## TASK LIST
1. Show every line of the records below that contains the string "sail".
2. Take the bug report about the parallel verrou_dd crash further, continuing from its last line.

Parallel verrou_dd crashes with ValueError
HadrienG2 opened this issue · 3 comments
When I run verrou_dd in parallel on a test workload of mine, it systematically crashes on the second iteration with this kind of backtrace. Sequential runs work fine on the same workload.
$ VERROU_DD_NUM_THREADS=4 VERROU_DD_NRUNS=4 verrou_dd `pwd`/run.sh `pwd`/cmp.sh
[...]
dd (run #1): trying 6275 + 6275
/root/acts-core/build/IntegrationTests/dd.sym/ca2681d399ee504572a37d53b1416f6f --( run )->
Traceback (most recent call last):
File "/usr/local/bin/verrou_dd", line 633, in <module>
main(runScript, cmpScript, algoSearch=ddAlgo)
File "/usr/local/bin/verrou_dd", line 605, in main
(refSym, confSymsTab) = ddSym(run, compare)
File "/usr/local/bin/verrou_dd", line 438, in ddSym
conf = dd.ddmax(deltas)
File "/usr/local/lib/python2.7/site-packages/valgrind/DD.py", line 733, in ddmax
return self.ddgen(c, 0, 1)
File "/usr/local/lib/python2.7/site-packages/valgrind/DD.py", line 607, in ddgen
outcome = self._dd(c, n)

## DATA LINES
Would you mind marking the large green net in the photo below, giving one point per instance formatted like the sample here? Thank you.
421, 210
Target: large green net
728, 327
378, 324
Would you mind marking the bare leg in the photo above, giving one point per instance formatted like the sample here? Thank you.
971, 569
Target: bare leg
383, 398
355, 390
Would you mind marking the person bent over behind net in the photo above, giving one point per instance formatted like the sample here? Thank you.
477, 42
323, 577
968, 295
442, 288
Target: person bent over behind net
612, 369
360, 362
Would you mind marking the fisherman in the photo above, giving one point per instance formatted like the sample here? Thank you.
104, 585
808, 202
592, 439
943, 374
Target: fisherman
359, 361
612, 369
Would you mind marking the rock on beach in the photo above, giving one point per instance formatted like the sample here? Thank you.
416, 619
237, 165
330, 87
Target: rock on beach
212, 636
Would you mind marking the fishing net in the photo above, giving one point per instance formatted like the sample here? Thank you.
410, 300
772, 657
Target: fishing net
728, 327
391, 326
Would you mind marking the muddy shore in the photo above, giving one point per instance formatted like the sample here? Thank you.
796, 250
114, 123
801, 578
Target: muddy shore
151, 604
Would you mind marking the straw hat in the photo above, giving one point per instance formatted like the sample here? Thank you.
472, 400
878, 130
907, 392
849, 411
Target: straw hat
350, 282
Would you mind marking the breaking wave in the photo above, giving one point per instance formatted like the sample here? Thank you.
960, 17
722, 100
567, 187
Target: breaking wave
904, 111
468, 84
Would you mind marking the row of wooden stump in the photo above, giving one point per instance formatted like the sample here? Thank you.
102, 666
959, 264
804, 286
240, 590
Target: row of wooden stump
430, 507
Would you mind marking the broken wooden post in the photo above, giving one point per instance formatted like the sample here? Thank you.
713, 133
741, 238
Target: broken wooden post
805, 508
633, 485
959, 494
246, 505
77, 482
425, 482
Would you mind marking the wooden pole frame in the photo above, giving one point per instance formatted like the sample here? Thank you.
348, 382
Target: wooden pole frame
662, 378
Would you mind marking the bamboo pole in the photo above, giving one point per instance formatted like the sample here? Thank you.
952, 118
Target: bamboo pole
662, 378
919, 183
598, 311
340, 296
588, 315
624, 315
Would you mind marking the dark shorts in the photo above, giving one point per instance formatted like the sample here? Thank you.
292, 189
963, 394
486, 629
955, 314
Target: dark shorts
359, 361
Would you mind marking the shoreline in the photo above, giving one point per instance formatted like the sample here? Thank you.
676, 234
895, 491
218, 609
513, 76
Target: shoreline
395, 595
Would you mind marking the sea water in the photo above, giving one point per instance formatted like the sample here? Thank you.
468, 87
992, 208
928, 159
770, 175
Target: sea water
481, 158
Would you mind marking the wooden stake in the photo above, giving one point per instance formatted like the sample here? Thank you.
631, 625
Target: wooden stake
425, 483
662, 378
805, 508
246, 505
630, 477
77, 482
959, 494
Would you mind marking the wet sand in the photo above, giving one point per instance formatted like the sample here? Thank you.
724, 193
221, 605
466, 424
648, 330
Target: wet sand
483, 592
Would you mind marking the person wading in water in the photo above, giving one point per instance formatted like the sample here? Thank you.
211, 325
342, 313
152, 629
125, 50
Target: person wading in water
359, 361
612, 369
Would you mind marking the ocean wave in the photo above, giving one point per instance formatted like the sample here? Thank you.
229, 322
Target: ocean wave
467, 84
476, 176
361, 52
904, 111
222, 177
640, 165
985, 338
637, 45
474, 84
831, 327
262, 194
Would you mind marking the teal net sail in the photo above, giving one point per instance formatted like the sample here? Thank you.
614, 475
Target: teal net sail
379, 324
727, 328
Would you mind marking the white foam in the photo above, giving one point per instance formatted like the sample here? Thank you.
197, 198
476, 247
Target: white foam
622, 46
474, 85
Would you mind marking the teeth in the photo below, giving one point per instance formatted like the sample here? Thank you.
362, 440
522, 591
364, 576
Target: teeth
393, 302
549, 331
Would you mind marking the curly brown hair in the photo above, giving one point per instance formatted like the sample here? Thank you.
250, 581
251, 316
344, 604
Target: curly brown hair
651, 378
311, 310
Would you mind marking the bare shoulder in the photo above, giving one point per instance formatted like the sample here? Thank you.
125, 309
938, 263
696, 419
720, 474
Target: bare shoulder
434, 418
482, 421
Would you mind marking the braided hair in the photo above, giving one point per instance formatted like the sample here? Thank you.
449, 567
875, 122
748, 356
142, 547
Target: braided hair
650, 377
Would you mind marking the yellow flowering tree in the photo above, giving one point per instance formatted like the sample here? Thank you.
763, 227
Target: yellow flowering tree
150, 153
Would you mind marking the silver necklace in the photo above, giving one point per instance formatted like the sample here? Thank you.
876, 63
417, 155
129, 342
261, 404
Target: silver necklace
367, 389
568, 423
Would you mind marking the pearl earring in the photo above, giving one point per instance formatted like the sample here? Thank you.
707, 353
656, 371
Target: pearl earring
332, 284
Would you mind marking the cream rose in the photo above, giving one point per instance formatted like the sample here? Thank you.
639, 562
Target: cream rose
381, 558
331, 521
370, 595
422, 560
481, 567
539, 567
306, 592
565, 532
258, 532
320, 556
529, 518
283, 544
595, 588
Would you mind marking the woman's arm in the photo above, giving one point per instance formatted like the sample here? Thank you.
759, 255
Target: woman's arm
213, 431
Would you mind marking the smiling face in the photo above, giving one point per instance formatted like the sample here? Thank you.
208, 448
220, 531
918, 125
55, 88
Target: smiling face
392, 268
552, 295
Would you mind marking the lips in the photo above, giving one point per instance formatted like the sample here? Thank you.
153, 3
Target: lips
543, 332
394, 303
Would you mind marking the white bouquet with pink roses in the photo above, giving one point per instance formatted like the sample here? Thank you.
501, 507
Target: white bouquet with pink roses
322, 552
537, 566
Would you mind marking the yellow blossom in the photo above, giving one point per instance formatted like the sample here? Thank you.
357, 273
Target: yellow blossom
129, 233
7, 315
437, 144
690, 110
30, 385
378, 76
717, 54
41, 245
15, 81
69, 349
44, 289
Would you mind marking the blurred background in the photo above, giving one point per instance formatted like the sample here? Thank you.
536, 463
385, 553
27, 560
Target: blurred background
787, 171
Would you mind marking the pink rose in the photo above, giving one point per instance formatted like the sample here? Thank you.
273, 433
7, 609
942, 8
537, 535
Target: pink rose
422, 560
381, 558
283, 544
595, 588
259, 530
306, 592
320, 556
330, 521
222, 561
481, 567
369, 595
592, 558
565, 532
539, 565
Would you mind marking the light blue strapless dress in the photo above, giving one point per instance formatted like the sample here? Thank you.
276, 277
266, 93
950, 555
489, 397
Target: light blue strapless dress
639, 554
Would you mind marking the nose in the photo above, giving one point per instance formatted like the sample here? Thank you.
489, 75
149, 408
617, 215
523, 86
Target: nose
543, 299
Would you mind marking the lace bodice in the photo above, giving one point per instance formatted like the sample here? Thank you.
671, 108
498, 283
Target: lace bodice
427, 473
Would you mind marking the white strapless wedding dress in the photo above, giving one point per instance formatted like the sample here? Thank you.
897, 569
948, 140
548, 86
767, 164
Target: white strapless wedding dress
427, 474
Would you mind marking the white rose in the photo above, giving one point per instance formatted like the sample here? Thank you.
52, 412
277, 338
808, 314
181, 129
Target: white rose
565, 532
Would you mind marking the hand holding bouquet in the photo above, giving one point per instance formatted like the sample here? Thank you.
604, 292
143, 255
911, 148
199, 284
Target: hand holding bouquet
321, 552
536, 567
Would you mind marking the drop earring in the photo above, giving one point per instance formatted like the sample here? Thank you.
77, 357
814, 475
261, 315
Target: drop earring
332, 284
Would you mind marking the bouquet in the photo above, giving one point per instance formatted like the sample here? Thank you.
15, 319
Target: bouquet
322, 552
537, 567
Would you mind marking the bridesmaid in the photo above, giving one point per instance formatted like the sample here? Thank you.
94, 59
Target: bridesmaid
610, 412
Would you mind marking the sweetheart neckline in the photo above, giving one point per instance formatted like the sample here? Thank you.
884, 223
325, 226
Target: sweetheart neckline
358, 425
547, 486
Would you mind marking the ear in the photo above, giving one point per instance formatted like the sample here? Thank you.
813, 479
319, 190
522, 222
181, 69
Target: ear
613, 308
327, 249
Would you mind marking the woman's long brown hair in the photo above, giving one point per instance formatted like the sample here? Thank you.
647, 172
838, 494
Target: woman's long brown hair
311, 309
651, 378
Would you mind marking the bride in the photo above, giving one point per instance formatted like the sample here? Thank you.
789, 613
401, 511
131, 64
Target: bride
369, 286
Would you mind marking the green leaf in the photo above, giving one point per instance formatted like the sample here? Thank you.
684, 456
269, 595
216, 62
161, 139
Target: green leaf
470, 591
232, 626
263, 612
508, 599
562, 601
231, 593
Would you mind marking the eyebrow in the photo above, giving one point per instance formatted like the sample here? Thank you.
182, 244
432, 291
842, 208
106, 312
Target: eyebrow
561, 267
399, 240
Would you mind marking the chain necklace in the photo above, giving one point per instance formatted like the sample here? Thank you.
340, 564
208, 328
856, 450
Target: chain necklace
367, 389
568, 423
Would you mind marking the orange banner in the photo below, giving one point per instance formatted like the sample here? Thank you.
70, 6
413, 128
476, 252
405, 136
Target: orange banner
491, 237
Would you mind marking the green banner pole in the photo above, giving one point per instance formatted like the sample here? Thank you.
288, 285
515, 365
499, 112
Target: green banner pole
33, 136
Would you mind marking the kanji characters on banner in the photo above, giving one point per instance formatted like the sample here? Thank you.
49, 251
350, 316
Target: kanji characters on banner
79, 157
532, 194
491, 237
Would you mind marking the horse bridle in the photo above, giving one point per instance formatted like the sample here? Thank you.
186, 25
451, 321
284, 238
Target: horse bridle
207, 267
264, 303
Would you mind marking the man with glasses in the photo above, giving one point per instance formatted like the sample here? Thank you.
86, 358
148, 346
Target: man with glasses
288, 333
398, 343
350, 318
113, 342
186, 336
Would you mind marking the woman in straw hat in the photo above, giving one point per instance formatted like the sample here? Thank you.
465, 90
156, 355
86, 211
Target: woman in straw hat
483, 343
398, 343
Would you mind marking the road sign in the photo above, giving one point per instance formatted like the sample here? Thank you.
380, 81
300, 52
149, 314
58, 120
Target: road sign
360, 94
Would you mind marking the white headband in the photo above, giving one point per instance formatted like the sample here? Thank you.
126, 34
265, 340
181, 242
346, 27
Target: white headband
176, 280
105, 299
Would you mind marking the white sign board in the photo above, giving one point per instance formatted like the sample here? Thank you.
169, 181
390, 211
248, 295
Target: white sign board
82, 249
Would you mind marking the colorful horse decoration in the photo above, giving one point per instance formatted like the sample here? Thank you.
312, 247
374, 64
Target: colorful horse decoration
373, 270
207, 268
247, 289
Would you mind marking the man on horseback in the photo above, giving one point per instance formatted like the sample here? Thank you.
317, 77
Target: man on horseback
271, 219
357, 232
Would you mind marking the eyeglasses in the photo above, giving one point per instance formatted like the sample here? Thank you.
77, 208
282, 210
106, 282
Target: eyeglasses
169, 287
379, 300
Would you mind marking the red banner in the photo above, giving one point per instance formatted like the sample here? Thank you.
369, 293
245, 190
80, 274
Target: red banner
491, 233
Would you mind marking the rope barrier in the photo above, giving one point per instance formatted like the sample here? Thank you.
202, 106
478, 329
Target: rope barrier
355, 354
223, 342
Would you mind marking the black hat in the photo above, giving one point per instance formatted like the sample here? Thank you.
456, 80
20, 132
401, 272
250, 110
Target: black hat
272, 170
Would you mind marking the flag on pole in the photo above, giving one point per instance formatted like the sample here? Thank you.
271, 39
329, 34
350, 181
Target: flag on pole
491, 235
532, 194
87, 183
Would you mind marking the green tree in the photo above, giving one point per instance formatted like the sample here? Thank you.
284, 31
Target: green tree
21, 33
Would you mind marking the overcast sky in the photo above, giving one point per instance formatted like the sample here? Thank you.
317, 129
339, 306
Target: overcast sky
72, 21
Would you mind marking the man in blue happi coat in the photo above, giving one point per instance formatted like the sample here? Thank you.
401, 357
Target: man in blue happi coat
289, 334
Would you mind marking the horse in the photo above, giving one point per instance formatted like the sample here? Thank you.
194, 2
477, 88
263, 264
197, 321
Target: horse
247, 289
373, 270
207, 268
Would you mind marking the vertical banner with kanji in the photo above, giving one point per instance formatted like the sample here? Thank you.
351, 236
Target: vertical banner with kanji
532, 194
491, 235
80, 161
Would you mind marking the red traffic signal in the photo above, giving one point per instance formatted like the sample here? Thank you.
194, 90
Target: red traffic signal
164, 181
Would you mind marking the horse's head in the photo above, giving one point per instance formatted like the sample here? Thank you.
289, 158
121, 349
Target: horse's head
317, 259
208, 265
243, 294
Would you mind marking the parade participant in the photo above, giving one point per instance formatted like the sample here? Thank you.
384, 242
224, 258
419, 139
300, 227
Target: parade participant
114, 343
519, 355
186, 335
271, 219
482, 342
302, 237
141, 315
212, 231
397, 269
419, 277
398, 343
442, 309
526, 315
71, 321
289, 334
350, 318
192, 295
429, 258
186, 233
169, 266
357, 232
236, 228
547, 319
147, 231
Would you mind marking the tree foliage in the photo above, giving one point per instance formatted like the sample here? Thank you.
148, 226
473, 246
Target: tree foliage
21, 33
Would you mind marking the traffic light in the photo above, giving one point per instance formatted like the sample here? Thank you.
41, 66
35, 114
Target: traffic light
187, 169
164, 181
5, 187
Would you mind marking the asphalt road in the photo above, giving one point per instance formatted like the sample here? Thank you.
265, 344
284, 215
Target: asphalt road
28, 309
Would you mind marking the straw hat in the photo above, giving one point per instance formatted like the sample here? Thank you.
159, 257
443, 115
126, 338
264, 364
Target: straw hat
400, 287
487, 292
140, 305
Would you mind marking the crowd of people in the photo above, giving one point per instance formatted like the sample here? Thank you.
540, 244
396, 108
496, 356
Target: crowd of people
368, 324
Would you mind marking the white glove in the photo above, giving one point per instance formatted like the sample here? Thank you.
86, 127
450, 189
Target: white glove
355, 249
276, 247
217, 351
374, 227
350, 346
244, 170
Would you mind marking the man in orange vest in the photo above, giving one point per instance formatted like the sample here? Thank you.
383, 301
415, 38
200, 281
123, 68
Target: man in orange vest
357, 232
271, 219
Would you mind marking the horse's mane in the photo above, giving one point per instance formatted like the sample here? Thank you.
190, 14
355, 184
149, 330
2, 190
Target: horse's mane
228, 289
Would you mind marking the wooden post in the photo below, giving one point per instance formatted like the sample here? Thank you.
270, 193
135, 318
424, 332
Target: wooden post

## RESPONSES BY TASK
1.
Would you mind marking the teal net sail in the photo above, giving one point per instance formatted like the sample here? Thank you.
Target: teal net sail

2.
File "/usr/local/lib/python2.7/site-packages/valgrind/DD.py", line 670, in _dd
(t, cs[i]) = self.test_mix(cs[i], c, self.REMOVE)
File "/usr/local/lib/python2.7/site-packages/valgrind/DD.py", line 580, in test_mix
directionbar)
File "/usr/local/lib/python2.7/site-packages/valgrind/DD.py", line 384, in test_and_resolve
t = self.test(csubr)
File "/usr/local/lib/python2.7/site-packages/valgrind/DD.py", line 313, in test
outcome = self._test(c)
File "/usr/local/bin/verrou_dd", line 409, in _test
return vT.run()
File "/usr/local/bin/verrou_dd", line 127, in run
return self.runParMax(maxNbPROC)
File "/usr/local/bin/verrou_dd", line 202, in runParMax
run=self.pidRunTab.index(pid)
ValueError: 50 is not in list
My test workload is a bit complicated, but I have it inside of a docker container if that can be useful. Or maybe we can find a simpler reproducer.
This is somewhat related to #8 , in the sense that if the end decision is to change the verrou_dd parallelization algorithm, it may not be worth expending too much energy at fixing the existing one.
I think you get a high score with 12500 symbols.
It looks like a bug in your python scheduler which I want to write again with python3.
If you can keep this workload test for latter, I'm interested.
That's a C++ binary that uses boost + Eigen and is built in O0 mode. I'm not surprised that the symbol table got crazy :) Please ping me when you are done with the python3 port, and it will be my pleasure to torture it as well.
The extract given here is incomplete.